Retype the material below word for word, leaving the pictures out.

## DATASET CONTENT
• • • •

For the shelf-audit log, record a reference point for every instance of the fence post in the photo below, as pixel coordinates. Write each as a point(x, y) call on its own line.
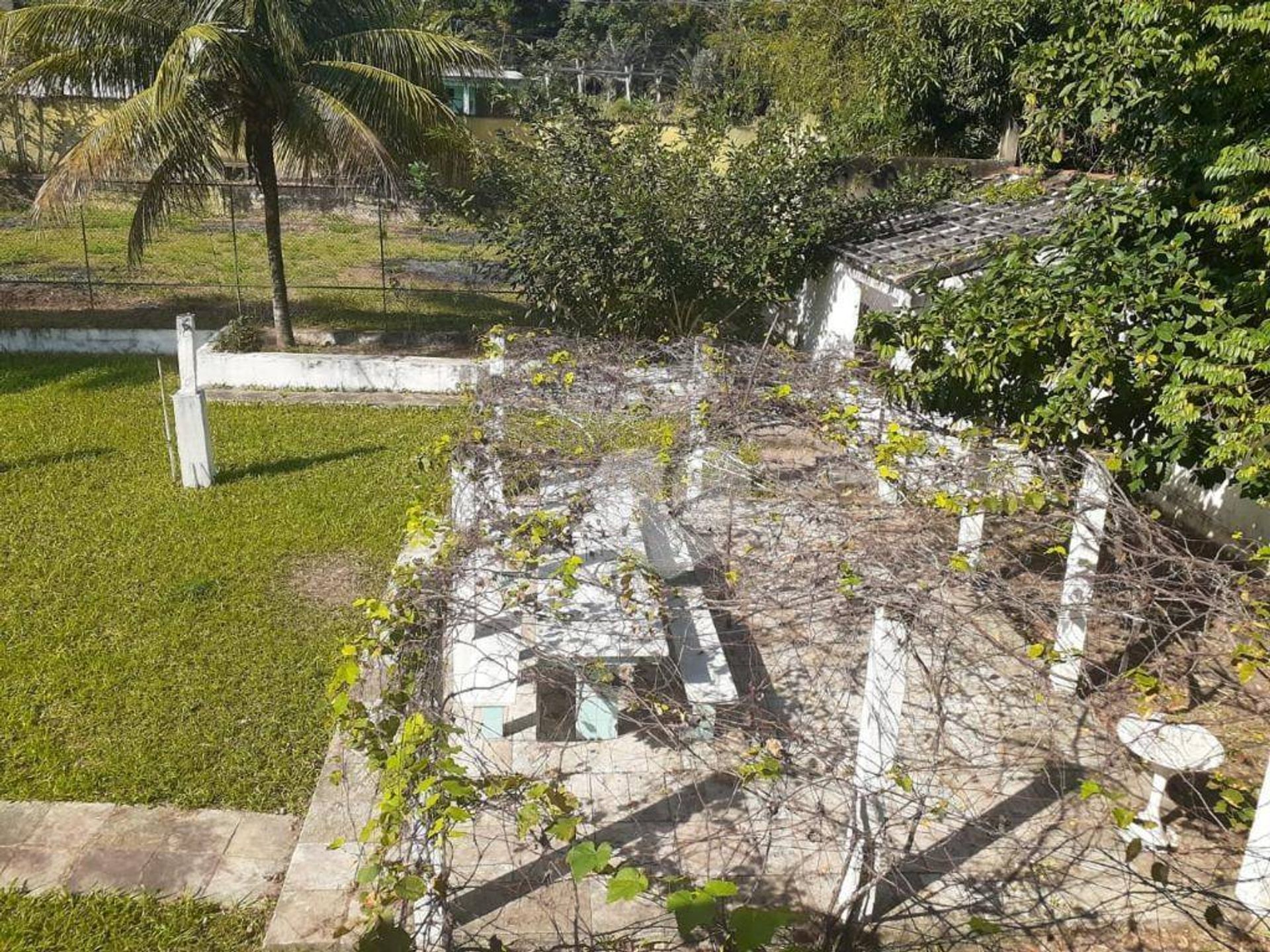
point(238, 277)
point(698, 437)
point(1082, 565)
point(384, 264)
point(88, 267)
point(875, 760)
point(190, 405)
point(1253, 888)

• • • •

## ANSWER
For the shelf-audit log, record a reference point for every instance of the fence post in the photo below, as pixel coordinates. Write each as a point(x, y) call on its own line.
point(238, 277)
point(698, 437)
point(1082, 565)
point(384, 264)
point(88, 267)
point(875, 760)
point(190, 405)
point(1253, 888)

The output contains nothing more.